____ Input data

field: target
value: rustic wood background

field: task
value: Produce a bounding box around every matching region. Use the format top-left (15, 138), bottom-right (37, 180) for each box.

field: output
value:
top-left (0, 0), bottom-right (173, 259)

________

▶ **Exercise**
Give back every line of the listing where the word "field" shows up.

▶ **Reply**
field: target
field: task
field: output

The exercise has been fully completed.